## GOAL
Rewrite the lines of the entries below as a numbered list, leaving out blank lines. Begin at the line that has "outline thin cloud streak" and stop after the last line of the entries.

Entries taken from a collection
-----

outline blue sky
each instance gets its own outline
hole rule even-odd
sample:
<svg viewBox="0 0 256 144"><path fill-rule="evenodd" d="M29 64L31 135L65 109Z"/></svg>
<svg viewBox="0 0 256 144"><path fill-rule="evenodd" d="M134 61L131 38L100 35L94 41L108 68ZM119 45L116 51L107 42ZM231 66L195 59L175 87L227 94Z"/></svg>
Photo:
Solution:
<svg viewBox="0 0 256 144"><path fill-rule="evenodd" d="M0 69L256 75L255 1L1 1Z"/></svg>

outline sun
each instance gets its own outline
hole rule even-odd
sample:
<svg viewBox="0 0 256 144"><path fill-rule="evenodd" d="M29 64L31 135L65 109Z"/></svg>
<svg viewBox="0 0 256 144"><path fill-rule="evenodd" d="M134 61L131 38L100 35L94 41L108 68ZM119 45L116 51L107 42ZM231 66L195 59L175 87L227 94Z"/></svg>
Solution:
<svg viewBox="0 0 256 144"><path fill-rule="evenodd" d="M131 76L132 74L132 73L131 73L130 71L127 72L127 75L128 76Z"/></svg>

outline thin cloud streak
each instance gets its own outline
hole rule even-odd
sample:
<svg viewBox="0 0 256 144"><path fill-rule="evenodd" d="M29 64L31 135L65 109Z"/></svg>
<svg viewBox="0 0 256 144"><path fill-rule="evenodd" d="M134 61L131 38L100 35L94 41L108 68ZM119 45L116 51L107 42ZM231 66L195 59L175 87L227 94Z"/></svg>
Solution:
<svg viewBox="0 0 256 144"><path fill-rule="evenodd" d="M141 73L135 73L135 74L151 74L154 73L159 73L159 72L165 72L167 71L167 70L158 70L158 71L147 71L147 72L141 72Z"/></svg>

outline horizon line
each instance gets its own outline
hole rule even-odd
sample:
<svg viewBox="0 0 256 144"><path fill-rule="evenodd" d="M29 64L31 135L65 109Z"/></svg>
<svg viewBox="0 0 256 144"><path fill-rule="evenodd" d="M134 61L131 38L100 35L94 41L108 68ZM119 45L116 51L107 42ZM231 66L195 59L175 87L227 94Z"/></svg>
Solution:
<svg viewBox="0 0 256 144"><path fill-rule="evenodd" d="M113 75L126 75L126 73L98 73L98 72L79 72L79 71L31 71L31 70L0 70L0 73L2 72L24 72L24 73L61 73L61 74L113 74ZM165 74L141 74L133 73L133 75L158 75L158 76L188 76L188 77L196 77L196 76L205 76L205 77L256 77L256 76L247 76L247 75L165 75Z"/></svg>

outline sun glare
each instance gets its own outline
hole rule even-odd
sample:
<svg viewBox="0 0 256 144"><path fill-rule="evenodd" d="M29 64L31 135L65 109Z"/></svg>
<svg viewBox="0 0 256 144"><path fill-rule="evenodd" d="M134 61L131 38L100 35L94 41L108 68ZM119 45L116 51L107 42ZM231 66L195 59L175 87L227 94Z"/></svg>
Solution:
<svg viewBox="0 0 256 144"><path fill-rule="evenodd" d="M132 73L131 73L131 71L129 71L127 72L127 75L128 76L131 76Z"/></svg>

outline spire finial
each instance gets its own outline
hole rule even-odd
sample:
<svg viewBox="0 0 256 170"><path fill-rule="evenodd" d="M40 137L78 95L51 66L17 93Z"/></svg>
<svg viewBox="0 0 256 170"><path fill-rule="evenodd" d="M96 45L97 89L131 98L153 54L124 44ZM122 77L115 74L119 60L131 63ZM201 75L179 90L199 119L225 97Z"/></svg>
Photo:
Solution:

-----

## SOLUTION FOR THIS TASK
1. outline thin cloud streak
2. each instance gets its own outline
3. hole rule even-odd
4. sample:
5. <svg viewBox="0 0 256 144"><path fill-rule="evenodd" d="M29 64L31 135L65 109Z"/></svg>
6. <svg viewBox="0 0 256 144"><path fill-rule="evenodd" d="M134 61L131 38L100 35L94 41L108 68ZM119 45L116 51L107 42ZM231 66L195 59L175 87L227 94Z"/></svg>
7. Solution:
8. <svg viewBox="0 0 256 144"><path fill-rule="evenodd" d="M141 73L135 73L135 74L151 74L154 73L159 73L159 72L165 72L167 71L167 70L158 70L158 71L147 71L147 72L141 72Z"/></svg>
9. outline horizon line
10. each instance gets its own outline
11. hole rule even-odd
12. sample:
13. <svg viewBox="0 0 256 144"><path fill-rule="evenodd" d="M29 64L31 135L65 109Z"/></svg>
14. <svg viewBox="0 0 256 144"><path fill-rule="evenodd" d="M134 61L131 38L100 35L94 41L108 68ZM119 45L116 51L107 42ZM231 66L195 59L175 87L227 94Z"/></svg>
15. Solution:
16. <svg viewBox="0 0 256 144"><path fill-rule="evenodd" d="M113 75L126 75L126 73L98 73L98 72L79 72L79 71L31 71L31 70L0 70L0 73L2 72L24 72L24 73L61 73L61 74L113 74ZM165 74L141 74L133 73L133 75L158 75L158 76L188 76L188 77L196 77L196 76L205 76L205 77L256 77L256 76L247 76L247 75L165 75Z"/></svg>
17. outline sun glare
18. each instance gets its own outline
19. hole rule even-odd
20. sample:
21. <svg viewBox="0 0 256 144"><path fill-rule="evenodd" d="M29 64L31 135L65 109Z"/></svg>
22. <svg viewBox="0 0 256 144"><path fill-rule="evenodd" d="M134 61L131 38L100 35L94 41L108 68ZM119 45L116 51L107 42ZM231 66L195 59L175 87L227 94Z"/></svg>
23. Solution:
24. <svg viewBox="0 0 256 144"><path fill-rule="evenodd" d="M132 73L131 73L131 71L129 71L127 72L127 75L128 76L131 76Z"/></svg>
25. outline spire finial
26. each instance gets its own outline
27. hole rule even-odd
28. sample:
29. <svg viewBox="0 0 256 170"><path fill-rule="evenodd" d="M40 137L78 95L51 66L17 93Z"/></svg>
30. <svg viewBox="0 0 256 170"><path fill-rule="evenodd" d="M96 45L97 89L131 98L153 54L124 44ZM122 77L115 74L119 60L131 63ZM201 75L179 90L199 119L225 97Z"/></svg>
31. Photo:
32. Solution:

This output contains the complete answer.